▶ **Article**
================

# Finding angles with gradient descent (projections & quaternions)

[Michaël Defferrard](https://deff.ch), EPFL LTS2  
[Laurène Donati](https://people.epfl.ch/laurene.donati), EPFL BIG  
[Jelena Banjac](https://people.epfl.ch/jelena.banjac), EPFL MSc in Data Science

In [None]:
from time import time
import h5py
import os
from sklearn.neighbors import NearestNeighbors
from scipy import stats
import numpy as np, pandas as pd; np.random.seed(0)
import seaborn as sns; sns.set(style="white", color_codes=True)


import numpy as np
from matplotlib import pyplot as plt
import tensorflow as tf
from tensorflow_graphics.util import asserts
from tensorflow_graphics.math import vector
from tensorflow_graphics.util import safe_ops
from tensorflow_graphics.util import shape
from tensorflow_graphics.geometry.transformation import quaternion, euler

In [None]:
from tensorflow.python.client import device_lib 
print(device_lib.list_local_devices())

---

## Data

In [None]:
n_samples = 5000

In [None]:
# location of *.h5 files
data_dir = "../data"

# half coverage (AngCoverage=0.5)

================

Records:
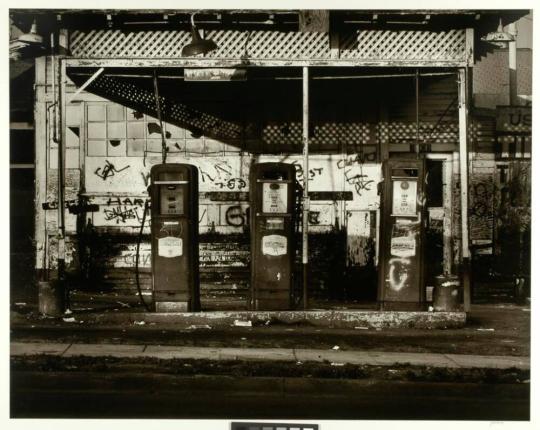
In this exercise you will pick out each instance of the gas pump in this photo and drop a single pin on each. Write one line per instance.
(401, 269)
(174, 194)
(272, 235)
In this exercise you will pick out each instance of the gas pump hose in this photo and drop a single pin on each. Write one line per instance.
(139, 238)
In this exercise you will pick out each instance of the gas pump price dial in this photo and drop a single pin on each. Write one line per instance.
(401, 280)
(272, 223)
(175, 254)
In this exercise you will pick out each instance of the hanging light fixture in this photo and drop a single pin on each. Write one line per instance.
(32, 38)
(27, 45)
(499, 38)
(198, 45)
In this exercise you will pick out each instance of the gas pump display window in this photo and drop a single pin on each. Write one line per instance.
(274, 245)
(171, 199)
(274, 224)
(274, 197)
(404, 198)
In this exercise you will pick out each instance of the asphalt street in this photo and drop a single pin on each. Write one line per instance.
(140, 395)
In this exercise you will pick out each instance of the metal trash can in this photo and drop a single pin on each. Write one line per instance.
(446, 294)
(51, 299)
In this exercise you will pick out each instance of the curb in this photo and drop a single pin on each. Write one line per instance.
(325, 318)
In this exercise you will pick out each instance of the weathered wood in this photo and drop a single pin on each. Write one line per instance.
(469, 46)
(213, 62)
(314, 20)
(464, 184)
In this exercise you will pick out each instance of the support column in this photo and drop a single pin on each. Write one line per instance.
(305, 216)
(464, 188)
(512, 65)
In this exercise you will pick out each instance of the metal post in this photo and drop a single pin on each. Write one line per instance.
(464, 188)
(512, 65)
(305, 137)
(61, 132)
(417, 96)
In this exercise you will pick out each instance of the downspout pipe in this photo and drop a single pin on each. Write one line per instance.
(305, 199)
(464, 188)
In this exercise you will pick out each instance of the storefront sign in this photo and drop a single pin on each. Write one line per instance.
(404, 198)
(170, 247)
(274, 197)
(514, 119)
(274, 244)
(215, 74)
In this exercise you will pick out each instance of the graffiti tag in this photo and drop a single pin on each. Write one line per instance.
(108, 170)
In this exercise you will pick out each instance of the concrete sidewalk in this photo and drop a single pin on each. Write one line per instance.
(334, 357)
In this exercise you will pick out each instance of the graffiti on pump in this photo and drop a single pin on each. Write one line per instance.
(313, 217)
(125, 201)
(122, 214)
(235, 216)
(398, 272)
(108, 170)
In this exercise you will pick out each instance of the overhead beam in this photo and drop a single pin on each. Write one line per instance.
(212, 62)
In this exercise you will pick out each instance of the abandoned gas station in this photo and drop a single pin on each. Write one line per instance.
(273, 160)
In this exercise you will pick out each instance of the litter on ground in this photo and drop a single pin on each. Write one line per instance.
(239, 323)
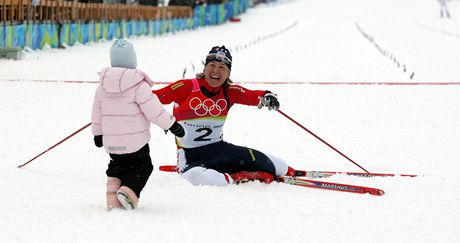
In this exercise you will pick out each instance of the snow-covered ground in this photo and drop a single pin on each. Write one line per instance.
(60, 197)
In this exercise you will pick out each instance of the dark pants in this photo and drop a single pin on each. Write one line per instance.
(228, 158)
(132, 169)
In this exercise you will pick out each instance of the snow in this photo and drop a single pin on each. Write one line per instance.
(60, 196)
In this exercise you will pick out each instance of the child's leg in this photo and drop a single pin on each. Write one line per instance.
(127, 198)
(139, 169)
(113, 184)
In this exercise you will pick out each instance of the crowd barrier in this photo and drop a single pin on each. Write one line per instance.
(91, 23)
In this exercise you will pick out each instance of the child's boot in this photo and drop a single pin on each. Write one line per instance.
(127, 198)
(113, 184)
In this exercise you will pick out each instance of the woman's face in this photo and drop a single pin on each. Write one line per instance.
(216, 73)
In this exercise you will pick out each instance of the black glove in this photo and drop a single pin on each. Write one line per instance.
(269, 100)
(177, 130)
(98, 141)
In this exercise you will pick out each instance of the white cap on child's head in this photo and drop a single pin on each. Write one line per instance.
(122, 55)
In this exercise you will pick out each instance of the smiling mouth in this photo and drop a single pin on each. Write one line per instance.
(217, 78)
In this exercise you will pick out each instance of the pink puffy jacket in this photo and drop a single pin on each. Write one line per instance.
(123, 108)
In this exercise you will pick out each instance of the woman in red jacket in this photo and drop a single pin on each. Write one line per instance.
(201, 106)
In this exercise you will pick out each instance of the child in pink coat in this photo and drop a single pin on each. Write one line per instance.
(123, 108)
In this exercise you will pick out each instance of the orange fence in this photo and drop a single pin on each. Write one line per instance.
(60, 10)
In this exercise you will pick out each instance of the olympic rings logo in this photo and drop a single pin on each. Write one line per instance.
(208, 106)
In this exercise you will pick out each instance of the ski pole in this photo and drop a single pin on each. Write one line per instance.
(71, 135)
(320, 139)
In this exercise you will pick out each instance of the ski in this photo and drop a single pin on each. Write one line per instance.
(311, 183)
(322, 174)
(315, 174)
(330, 186)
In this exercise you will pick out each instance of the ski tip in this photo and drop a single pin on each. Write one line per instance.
(376, 192)
(168, 168)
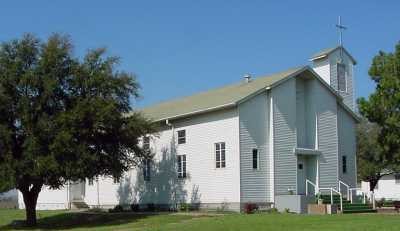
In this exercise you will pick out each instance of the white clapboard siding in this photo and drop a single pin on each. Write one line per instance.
(347, 146)
(284, 98)
(253, 123)
(326, 108)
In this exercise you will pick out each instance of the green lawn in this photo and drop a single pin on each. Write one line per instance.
(57, 220)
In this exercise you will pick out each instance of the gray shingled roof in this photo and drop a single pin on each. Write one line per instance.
(227, 96)
(327, 51)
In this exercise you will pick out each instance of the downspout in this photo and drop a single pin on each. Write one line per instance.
(271, 146)
(98, 193)
(173, 139)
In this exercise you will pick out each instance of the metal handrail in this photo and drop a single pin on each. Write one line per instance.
(332, 190)
(348, 188)
(364, 195)
(315, 187)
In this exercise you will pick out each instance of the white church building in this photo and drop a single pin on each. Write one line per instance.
(255, 141)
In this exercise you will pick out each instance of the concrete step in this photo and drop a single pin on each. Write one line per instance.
(79, 205)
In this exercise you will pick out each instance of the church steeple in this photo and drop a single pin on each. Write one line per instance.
(336, 67)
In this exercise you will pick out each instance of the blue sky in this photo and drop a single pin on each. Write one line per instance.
(178, 48)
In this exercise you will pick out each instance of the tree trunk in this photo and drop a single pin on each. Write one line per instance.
(30, 200)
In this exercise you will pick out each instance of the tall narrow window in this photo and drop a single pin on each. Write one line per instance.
(181, 166)
(397, 178)
(220, 155)
(255, 158)
(181, 136)
(341, 77)
(146, 143)
(146, 169)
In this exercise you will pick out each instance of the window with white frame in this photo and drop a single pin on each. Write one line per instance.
(220, 161)
(397, 178)
(344, 164)
(255, 158)
(181, 136)
(146, 143)
(181, 166)
(146, 169)
(341, 77)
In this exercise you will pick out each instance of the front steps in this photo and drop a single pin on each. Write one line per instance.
(79, 205)
(348, 207)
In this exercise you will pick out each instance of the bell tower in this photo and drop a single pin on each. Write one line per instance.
(336, 66)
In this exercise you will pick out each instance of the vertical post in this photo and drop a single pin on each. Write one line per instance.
(351, 196)
(341, 202)
(306, 187)
(373, 200)
(364, 198)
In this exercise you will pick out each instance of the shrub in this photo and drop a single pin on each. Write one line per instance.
(250, 208)
(151, 207)
(224, 207)
(184, 207)
(135, 207)
(273, 211)
(116, 209)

================

▶ **Tasks to carry out**
1 - Copy the notebook on finding angles with gradient descent word for word, everything from "[Michaël Defferrard](https://deff.ch), EPFL" down to "as pd; np.random.seed(0)".
2 - Count the lines of the records that contain the word "church", and reply with the number alone.

▶ **Responses per task**
1 -
[Michaël Defferrard](https://deff.ch), EPFL LTS2  
[Laurène Donati](https://people.epfl.ch/laurene.donati), EPFL BIG  
[Jelena Banjac](https://people.epfl.ch/jelena.banjac), EPFL MSc in Data Science

In [None]:
from time import time
import h5py
import os
from sklearn.neighbors import NearestNeighbors
from scipy import stats
import numpy as np, pandas as pd; np.random.seed(0)

2 - 2